───── Excerpted data ─────

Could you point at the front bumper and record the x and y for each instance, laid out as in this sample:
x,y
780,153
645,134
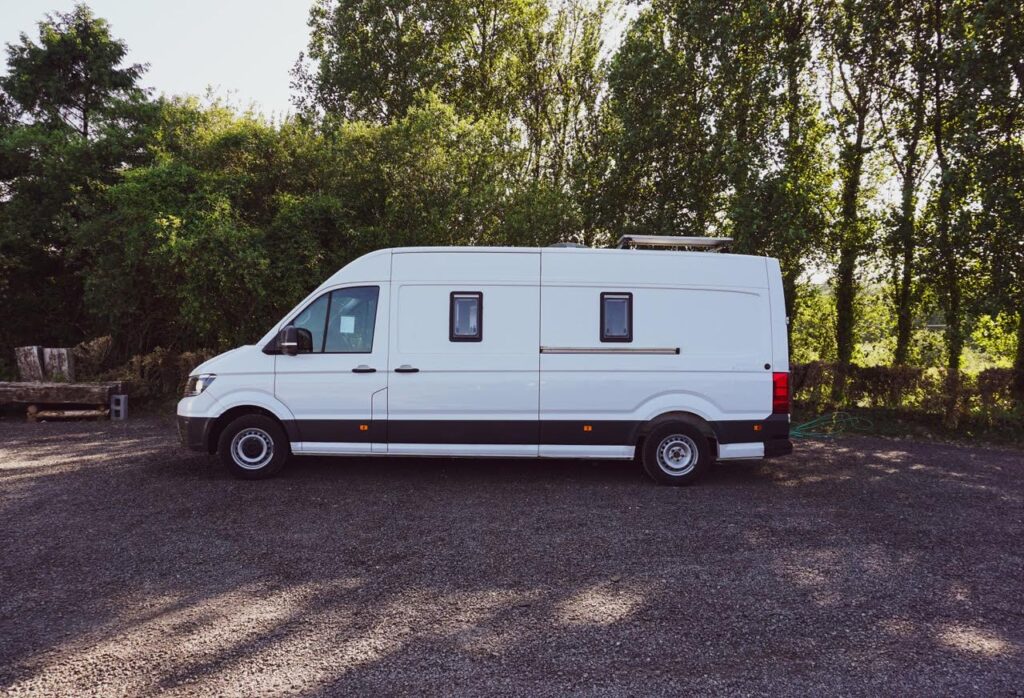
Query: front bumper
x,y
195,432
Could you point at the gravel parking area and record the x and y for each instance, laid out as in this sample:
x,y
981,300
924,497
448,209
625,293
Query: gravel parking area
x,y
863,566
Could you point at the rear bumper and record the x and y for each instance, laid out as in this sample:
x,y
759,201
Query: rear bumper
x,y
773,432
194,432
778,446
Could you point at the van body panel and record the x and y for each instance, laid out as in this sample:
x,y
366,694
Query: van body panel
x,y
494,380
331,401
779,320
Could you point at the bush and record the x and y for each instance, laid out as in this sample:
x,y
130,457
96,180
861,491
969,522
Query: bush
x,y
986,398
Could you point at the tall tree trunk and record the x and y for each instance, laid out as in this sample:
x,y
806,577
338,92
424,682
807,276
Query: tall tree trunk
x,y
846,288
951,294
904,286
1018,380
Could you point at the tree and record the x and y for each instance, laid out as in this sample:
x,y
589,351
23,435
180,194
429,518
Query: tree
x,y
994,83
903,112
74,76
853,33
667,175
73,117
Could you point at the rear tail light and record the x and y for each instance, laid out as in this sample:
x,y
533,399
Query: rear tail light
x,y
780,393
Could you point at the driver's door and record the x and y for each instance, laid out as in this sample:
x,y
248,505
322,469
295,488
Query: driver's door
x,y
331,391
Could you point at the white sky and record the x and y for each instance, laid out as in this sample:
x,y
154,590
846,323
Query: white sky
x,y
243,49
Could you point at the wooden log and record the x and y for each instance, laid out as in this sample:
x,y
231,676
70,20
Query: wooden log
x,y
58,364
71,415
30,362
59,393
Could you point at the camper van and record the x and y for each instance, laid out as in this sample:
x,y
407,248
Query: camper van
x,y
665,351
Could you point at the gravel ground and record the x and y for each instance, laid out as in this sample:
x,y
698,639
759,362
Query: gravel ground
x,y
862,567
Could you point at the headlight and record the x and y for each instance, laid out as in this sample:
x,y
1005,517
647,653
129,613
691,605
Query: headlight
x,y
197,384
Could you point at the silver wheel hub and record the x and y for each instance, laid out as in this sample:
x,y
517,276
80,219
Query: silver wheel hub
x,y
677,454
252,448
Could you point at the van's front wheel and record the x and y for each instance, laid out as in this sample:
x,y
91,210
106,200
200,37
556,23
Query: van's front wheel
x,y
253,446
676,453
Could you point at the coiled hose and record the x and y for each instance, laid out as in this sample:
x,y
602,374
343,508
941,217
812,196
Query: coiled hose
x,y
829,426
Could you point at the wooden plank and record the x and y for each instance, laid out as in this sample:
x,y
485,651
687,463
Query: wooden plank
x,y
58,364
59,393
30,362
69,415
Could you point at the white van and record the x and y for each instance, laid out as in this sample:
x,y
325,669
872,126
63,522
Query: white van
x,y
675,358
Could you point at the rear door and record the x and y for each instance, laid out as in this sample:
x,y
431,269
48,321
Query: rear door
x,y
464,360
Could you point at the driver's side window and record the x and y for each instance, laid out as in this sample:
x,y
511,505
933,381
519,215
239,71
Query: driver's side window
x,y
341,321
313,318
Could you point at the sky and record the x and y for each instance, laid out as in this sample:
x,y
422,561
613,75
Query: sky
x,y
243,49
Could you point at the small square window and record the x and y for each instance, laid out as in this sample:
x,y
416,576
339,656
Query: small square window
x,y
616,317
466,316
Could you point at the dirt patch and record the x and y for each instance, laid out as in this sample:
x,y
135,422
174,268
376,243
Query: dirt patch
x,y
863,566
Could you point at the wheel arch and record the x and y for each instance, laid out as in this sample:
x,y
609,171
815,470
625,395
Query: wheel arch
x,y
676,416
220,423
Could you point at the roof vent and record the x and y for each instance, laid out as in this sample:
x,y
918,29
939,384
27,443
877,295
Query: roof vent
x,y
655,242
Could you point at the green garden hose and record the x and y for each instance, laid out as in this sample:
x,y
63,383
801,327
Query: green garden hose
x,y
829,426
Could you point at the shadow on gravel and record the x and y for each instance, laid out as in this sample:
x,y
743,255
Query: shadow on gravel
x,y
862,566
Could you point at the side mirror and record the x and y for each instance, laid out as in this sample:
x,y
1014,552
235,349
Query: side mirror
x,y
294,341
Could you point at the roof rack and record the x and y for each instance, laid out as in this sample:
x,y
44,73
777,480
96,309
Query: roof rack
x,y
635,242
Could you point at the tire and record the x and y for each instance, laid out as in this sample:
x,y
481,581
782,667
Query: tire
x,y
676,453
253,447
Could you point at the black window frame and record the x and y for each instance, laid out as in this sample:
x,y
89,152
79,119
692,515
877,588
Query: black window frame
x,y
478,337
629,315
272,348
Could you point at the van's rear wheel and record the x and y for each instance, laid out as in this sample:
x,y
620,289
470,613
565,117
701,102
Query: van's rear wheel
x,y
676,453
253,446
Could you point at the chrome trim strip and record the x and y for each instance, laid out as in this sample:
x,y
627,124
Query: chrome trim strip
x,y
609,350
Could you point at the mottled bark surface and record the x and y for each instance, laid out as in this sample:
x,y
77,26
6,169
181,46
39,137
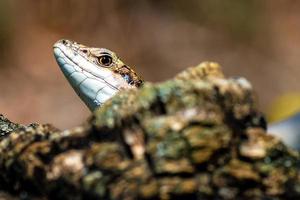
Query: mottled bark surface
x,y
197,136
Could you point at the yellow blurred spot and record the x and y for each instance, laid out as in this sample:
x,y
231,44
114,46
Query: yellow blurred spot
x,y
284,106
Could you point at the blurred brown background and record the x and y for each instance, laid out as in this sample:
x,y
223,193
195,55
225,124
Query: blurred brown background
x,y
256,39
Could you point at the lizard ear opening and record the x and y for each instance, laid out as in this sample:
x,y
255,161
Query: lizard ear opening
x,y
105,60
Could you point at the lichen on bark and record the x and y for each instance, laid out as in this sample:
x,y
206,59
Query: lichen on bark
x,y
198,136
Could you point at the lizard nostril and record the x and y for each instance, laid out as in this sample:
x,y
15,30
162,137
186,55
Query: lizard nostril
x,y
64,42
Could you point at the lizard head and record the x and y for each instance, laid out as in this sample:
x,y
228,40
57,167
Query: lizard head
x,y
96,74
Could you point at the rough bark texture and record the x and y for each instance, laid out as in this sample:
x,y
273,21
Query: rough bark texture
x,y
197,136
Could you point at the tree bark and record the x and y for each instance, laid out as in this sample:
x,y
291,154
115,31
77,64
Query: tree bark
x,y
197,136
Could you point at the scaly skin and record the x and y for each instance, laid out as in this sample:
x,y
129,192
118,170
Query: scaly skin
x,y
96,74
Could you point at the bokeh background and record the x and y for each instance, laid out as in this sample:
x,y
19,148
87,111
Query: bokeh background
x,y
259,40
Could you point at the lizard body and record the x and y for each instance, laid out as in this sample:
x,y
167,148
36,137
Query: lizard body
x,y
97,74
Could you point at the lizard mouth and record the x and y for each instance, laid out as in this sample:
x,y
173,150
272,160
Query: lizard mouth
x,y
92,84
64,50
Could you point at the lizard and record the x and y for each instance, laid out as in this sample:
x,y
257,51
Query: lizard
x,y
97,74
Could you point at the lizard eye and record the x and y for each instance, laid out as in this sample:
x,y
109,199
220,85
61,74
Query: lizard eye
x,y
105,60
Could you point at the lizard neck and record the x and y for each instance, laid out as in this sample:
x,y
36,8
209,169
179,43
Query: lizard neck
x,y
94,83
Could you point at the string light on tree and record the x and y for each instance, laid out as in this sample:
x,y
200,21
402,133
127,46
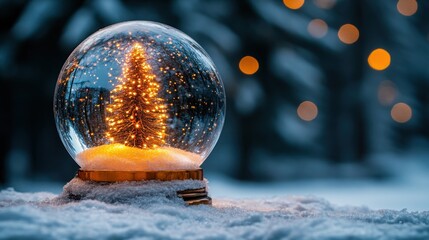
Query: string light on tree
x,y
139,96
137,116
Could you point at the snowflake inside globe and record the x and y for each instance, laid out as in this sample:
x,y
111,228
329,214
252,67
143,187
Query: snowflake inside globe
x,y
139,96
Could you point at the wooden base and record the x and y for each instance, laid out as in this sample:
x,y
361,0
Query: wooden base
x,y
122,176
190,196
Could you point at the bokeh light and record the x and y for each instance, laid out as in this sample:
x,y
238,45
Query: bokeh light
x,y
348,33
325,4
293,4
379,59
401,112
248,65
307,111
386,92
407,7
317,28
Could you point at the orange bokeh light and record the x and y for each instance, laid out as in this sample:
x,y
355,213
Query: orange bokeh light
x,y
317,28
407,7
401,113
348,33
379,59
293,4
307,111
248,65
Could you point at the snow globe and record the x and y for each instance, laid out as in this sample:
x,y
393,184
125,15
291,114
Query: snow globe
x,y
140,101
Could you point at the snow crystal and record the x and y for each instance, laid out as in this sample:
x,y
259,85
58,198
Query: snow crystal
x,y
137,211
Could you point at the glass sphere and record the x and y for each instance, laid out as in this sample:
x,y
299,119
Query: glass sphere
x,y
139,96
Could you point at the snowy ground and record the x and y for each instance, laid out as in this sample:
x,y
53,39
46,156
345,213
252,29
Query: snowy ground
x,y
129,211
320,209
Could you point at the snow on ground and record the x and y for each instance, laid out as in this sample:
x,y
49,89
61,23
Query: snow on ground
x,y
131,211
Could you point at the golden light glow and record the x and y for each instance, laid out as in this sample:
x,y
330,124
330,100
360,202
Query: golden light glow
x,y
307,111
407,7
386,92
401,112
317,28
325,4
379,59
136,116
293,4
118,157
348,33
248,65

─────

## About this exercise
Exactly reproduce the lines beginning with the one that contains "Query: snow on ground" and ending with the last line of the material, both included. Leave out everything else.

## Reply to the task
Query: snow on ground
x,y
131,211
Could you point at the golden light glow and record the x and y for each instance, laid out as in this sample:
x,y
330,124
330,100
360,202
Query: golden light glow
x,y
307,111
407,7
386,92
401,112
317,28
325,4
379,59
136,116
293,4
118,157
348,33
248,65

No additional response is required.